DATA —
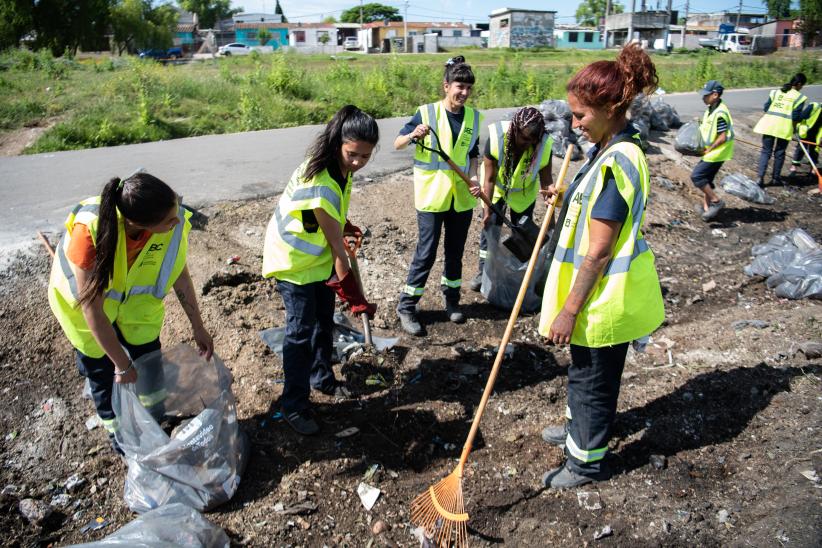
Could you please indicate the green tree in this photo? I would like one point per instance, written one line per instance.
(778, 9)
(16, 20)
(370, 13)
(810, 12)
(209, 11)
(138, 24)
(589, 12)
(264, 35)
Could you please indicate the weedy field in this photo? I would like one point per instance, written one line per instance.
(49, 104)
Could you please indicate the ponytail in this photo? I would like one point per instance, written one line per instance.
(456, 70)
(140, 198)
(348, 124)
(799, 79)
(526, 120)
(613, 85)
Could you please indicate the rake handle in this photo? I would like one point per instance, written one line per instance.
(512, 320)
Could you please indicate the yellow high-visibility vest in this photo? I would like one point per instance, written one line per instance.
(778, 121)
(707, 128)
(521, 191)
(133, 298)
(435, 184)
(626, 304)
(292, 252)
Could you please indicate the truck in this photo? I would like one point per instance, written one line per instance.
(728, 39)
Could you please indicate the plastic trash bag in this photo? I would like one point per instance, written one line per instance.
(346, 338)
(689, 140)
(201, 462)
(503, 274)
(745, 188)
(792, 261)
(169, 526)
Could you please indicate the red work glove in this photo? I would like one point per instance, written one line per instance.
(351, 229)
(349, 292)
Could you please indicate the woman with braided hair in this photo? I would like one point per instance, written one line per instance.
(602, 290)
(517, 154)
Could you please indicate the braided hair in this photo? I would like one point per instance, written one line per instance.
(526, 120)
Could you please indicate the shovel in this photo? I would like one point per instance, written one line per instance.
(352, 249)
(523, 235)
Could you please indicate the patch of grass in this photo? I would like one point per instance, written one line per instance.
(124, 100)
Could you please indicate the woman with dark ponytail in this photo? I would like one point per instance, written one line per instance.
(305, 252)
(515, 166)
(441, 197)
(784, 108)
(602, 290)
(121, 253)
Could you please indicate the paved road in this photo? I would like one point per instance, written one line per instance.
(36, 191)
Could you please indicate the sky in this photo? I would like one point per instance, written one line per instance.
(473, 11)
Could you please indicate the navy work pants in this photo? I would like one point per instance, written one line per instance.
(777, 147)
(309, 325)
(497, 221)
(593, 389)
(430, 227)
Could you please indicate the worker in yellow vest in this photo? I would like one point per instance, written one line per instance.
(305, 252)
(602, 290)
(717, 131)
(121, 253)
(809, 130)
(783, 110)
(515, 166)
(441, 197)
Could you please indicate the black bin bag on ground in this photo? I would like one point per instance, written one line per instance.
(200, 463)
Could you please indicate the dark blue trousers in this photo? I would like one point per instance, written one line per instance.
(497, 220)
(100, 372)
(308, 344)
(777, 147)
(430, 227)
(593, 389)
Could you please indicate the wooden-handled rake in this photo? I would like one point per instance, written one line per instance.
(441, 510)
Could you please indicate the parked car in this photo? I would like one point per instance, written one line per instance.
(234, 49)
(161, 54)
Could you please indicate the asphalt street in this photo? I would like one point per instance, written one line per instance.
(37, 191)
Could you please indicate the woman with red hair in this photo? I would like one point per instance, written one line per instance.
(602, 290)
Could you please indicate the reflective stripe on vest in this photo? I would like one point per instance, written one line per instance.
(436, 186)
(707, 128)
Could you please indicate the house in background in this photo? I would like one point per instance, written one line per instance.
(520, 28)
(248, 34)
(577, 38)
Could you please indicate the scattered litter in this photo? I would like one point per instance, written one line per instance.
(93, 422)
(35, 511)
(659, 462)
(813, 476)
(745, 188)
(170, 525)
(94, 525)
(689, 140)
(348, 432)
(604, 532)
(590, 500)
(792, 261)
(739, 325)
(368, 495)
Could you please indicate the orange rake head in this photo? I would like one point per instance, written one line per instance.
(440, 511)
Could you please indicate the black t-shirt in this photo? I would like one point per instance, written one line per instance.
(454, 120)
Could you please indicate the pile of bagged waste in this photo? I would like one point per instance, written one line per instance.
(745, 188)
(792, 261)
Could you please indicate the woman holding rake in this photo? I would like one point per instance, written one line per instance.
(602, 290)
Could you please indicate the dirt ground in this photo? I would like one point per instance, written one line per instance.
(731, 417)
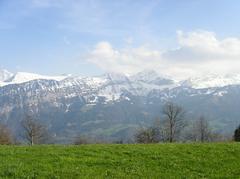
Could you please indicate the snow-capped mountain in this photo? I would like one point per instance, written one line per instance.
(22, 77)
(5, 75)
(97, 105)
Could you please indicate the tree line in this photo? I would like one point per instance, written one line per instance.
(173, 127)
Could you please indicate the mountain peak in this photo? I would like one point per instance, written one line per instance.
(5, 75)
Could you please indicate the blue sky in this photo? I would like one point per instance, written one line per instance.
(89, 37)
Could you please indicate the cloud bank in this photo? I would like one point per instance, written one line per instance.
(199, 52)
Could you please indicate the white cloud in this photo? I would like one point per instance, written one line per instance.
(199, 52)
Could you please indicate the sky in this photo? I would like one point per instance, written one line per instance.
(178, 38)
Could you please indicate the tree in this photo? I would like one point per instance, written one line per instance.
(173, 120)
(5, 135)
(147, 135)
(237, 135)
(202, 129)
(34, 132)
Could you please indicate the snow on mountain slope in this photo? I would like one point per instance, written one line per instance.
(211, 81)
(22, 77)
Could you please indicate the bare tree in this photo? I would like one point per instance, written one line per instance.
(6, 137)
(236, 136)
(173, 120)
(202, 130)
(34, 132)
(147, 135)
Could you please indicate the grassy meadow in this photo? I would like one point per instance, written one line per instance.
(121, 161)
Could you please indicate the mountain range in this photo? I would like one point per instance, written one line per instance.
(112, 106)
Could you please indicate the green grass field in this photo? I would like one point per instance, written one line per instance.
(121, 161)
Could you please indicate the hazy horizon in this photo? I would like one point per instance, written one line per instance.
(90, 38)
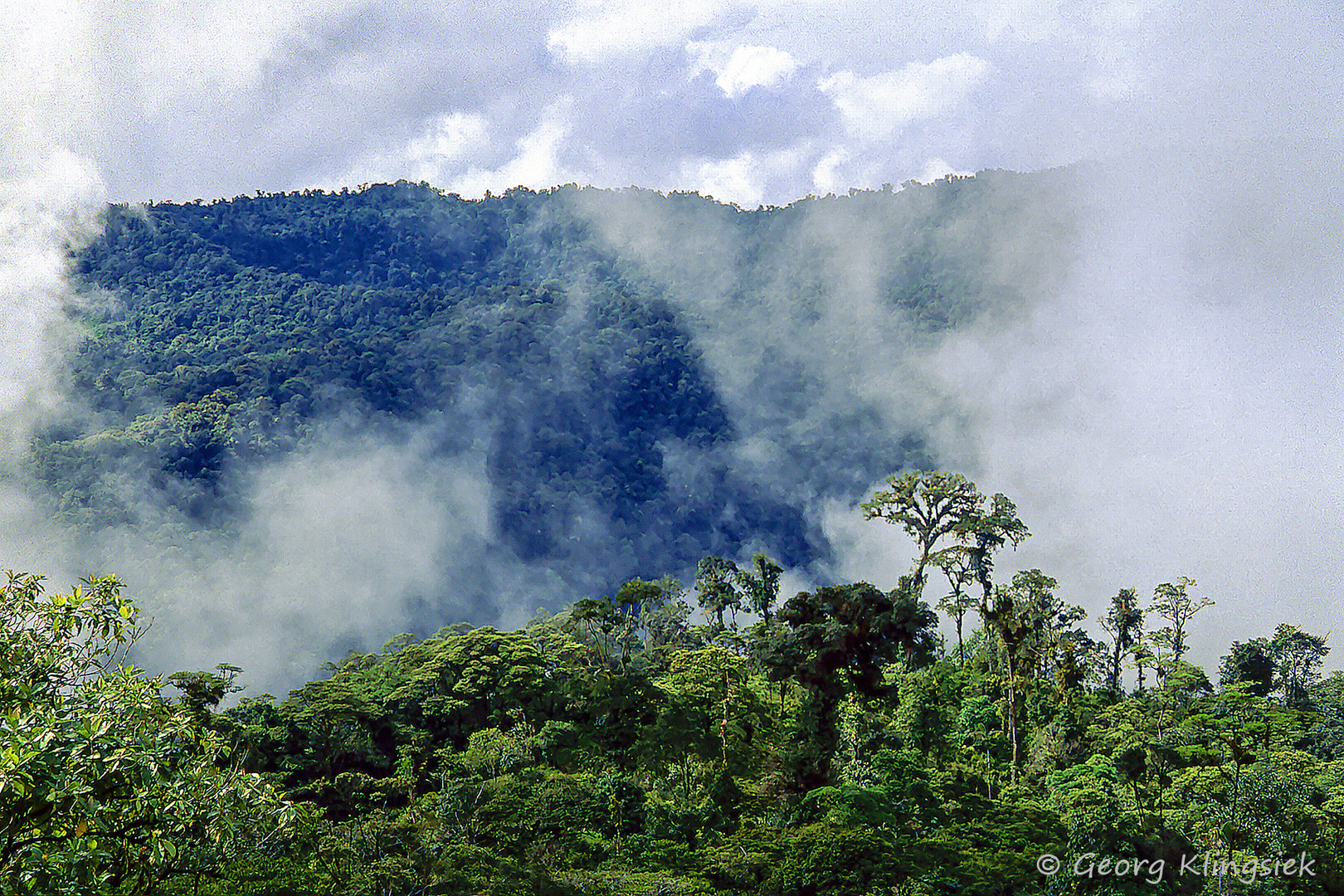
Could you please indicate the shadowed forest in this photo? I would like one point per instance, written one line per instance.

WRITTEN REQUEST — All lines from the line containing "Could you please indicate the snow on" through the end of the listing above are to be given again exactly; pictures are not part of the copy.

THE RESPONSE —
Could you please indicate the snow on mountain slope in this photo? I would like one point per instance, written one line per instance.
(211, 81)
(22, 77)
Could you please indicate the bare tree in this photo? I would like one point per instance, written one line per instance.
(6, 137)
(236, 136)
(173, 120)
(202, 130)
(34, 132)
(147, 135)
Could you please indicate the grassy meadow in this photo? I would like one point per instance, written one line per instance.
(121, 161)
Could you please indicate the mountain range in this photo? I would like one point per instance, written one line per instance.
(112, 106)
Could you please indicate the green grass field in this photo? I would like one point per instance, written one line per instance.
(121, 161)
Could you please indicate the hazy horizon in this photo? I would like one point per instance, written one line per instance.
(90, 38)
Could you please indicate the shadowed forest in this photo? I would like one point per instance, written one line per instance.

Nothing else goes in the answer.